Given data -
-=-=-=-=-

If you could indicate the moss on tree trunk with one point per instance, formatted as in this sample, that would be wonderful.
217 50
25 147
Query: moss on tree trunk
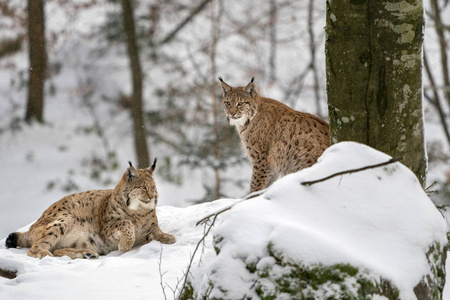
374 62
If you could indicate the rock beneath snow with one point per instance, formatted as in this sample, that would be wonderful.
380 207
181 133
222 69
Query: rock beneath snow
374 234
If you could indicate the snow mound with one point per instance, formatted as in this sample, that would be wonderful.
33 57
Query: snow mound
379 220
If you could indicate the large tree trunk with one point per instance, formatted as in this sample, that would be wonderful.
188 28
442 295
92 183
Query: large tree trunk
374 63
38 60
140 140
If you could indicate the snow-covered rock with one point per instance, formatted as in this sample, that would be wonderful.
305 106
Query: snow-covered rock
372 234
364 235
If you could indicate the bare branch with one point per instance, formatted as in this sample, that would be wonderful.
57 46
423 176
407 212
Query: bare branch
161 274
180 26
192 258
392 160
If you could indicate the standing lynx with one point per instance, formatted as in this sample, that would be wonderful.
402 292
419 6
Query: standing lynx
89 224
278 139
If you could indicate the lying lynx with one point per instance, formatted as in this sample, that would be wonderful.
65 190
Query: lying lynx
278 139
93 223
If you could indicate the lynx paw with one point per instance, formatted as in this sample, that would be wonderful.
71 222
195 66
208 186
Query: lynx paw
90 255
168 239
38 253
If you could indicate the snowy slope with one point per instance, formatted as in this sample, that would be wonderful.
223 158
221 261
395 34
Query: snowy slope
379 219
133 275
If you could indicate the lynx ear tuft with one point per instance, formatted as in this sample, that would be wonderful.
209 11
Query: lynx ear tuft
250 88
225 87
131 172
153 167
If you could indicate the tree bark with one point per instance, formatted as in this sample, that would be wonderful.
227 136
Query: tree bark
140 139
374 87
38 60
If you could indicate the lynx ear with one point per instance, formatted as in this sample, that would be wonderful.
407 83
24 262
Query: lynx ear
131 172
250 88
153 167
225 87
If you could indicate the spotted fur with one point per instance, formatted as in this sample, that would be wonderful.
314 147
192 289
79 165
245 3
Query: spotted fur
278 139
93 223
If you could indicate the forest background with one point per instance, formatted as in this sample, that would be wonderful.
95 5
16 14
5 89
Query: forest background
85 135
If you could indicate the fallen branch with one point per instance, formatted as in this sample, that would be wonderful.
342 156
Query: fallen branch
391 161
192 258
204 222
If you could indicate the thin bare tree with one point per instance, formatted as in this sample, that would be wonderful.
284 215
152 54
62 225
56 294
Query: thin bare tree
38 60
140 139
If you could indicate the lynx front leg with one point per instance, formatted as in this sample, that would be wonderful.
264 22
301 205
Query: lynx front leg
76 253
262 176
160 236
48 237
124 233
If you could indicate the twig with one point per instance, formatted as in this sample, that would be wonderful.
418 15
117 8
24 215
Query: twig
174 32
192 258
161 274
392 160
250 196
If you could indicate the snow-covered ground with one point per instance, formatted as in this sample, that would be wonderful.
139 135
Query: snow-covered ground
42 163
379 219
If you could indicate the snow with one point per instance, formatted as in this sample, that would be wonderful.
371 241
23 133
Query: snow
379 219
132 275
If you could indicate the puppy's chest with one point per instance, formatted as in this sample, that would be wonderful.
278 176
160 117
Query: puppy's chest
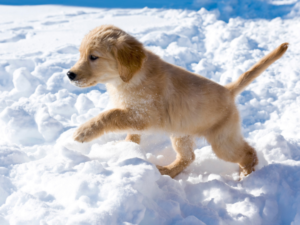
138 99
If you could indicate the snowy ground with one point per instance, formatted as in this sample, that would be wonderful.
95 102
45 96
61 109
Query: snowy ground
47 178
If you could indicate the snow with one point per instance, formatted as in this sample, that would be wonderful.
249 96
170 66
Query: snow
48 178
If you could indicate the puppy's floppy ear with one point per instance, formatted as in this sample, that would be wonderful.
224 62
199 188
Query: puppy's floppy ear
130 56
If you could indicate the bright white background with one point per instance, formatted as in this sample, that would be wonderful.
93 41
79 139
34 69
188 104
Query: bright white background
47 178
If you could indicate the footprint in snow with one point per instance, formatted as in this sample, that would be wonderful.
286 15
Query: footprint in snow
54 22
13 38
22 28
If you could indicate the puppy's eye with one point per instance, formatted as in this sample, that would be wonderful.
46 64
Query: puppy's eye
93 58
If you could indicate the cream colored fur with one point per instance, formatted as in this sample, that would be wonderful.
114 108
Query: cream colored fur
151 94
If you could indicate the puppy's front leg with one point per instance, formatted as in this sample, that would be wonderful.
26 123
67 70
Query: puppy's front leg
133 138
109 121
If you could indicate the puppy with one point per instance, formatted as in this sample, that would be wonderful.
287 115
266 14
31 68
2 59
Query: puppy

-=-=-=-=-

Work required - Write the records out again in full, exactly, and skip every picture.

Exercise solution -
If you could indicate the moss on tree trunk with one point per instance, formatted as in this sample, that would be wonderful.
217 50
25 147
Query: moss on tree trunk
374 62
If you could indicate the rock beneath snow with one point per instance, formatted as in this sample, that would be wonderful.
380 207
181 133
222 69
Query: rock beneath snow
374 234
If you could indicate the snow mound with one point per instance, formatted as in this sample, that would be wonderful.
33 57
Query: snow mound
379 220
If you could indicate the large tree trunk with one point per instance, formatted as in this sample, that would be wonderful.
188 28
442 295
92 183
Query: large tree trunk
374 63
38 60
140 140
If you could indicate the snow-covered rock with one point per instance, formatted as in this sample, that would be wonderful.
305 106
Query: snow-covered rock
372 234
364 235
If you could indicate the bare branch with one point per instance, formatted as in this sample, that would be wonderful.
57 46
423 176
407 212
Query: bare branch
161 274
180 26
192 258
392 160
If you could indicate the standing lynx with one point per instance, formatted as in this sample, that would be wonderful.
402 292
419 6
Query: standing lynx
89 224
278 139
If you could indicate the lying lynx with one point per instance, formatted as in this sample, that would be wonderful.
65 190
Query: lying lynx
278 139
93 223
If you could indicate the lynx paw with one point per instance, formatted as in this sample, that would be wonderful.
71 222
195 66
208 186
Query: lynx paw
90 255
168 239
38 253
If you could indicate the snowy slope with one point per instance, formatted as in this sample, that would be wonderful.
223 158
221 261
395 34
Query: snowy slope
379 219
133 275
If you could indicate the lynx ear tuft with one point per instance, formatted as in this sample, that would be wonderful.
209 11
Query: lynx ear tuft
250 88
225 87
131 172
153 167
If you could indicate the tree bark with one point per instance, formatted as in this sample, that would be wonderful.
227 136
Query: tree bark
140 139
374 87
38 60
If you could indicate the lynx ear with one point per instance, formatted as in this sample, that would be wonderful.
407 83
24 262
Query: lynx ear
131 172
250 88
153 167
225 87
If you could indicate the spotted fur with one point per instance, formatted as in this sample, that would be wonderful.
314 147
192 289
79 165
245 3
Query: spotted fur
278 139
93 223
If you could indicate the forest background with one point per instance, formatted as in this sample, that would be wonderful.
95 5
16 14
5 89
Query: forest background
85 135
If you could indicate the fallen branch with one point per instance, formatted as in this sample, that would be wonderful.
342 156
Query: fallen branch
391 161
192 258
204 222
If you could indicate the thin bare tree with one point per instance, formatted as in this sample, that would be wonderful.
284 215
152 54
62 225
56 294
Query: thin bare tree
38 60
140 139
If you could indicate the lynx front leg with one point per instance, formatted as in this sample, that would be wonderful.
264 22
301 205
Query: lynx front leg
76 253
262 176
160 236
48 237
124 233
If you could indicate the twig with one point per instance, formatted as in this sample, that would be wonderful.
418 15
117 8
24 215
Query: twig
174 32
192 258
161 274
392 160
250 196
If you could indicate the snow-covered ground with one point per instance, formatted as in this sample, that would be wonderful.
139 135
Query: snow-covered ground
42 163
379 219
If you could indicate the snow with one point per instance, formatted as in this sample, that would be wonderful.
371 241
23 133
Query: snow
379 219
132 275
If you could indicate the puppy's chest with one point per instance, formatted as in this sample, that would be wonderful.
278 176
160 117
Query: puppy's chest
138 99
If you could indicate the snowy ground with one point per instance, formatted as in this sample, that would be wonderful.
95 102
45 96
61 109
Query: snowy ground
47 178
If you could indicate the snow with one point per instance, formatted as in this sample, that would be wonderful.
249 96
170 66
Query: snow
48 178
If you could indicate the puppy's floppy ear with one point per instance, formatted as in this sample, that would be wonderful.
224 62
199 188
Query: puppy's floppy ear
130 56
If you could indicate the bright white background with one point per instance, formatted as in this sample, that would be wonderful.
93 41
79 139
34 69
188 104
Query: bright white background
47 178
If you could indicate the footprint in snow with one point per instance, formatted as in this sample, that would be wonderful.
286 15
Query: footprint in snow
54 22
13 38
22 28
If you could indicate the puppy's eye with one point per instance, formatted as in this sample, that would be wonderful.
46 64
Query: puppy's eye
93 58
If you could indicate the cream colored fur with one point per instance, formatted as in this sample, that would be wonderful.
114 108
Query: cream colored fur
151 94
If you could indicate the puppy's front leg with one point per instance, formatted as in this sample, that would be wonderful.
26 123
67 70
Query: puppy's front leg
133 138
109 121
If you could indicate the puppy with one point per instance, formatted as in this sample, that would be wonderful.
287 115
266 14
31 68
2 59
Query: puppy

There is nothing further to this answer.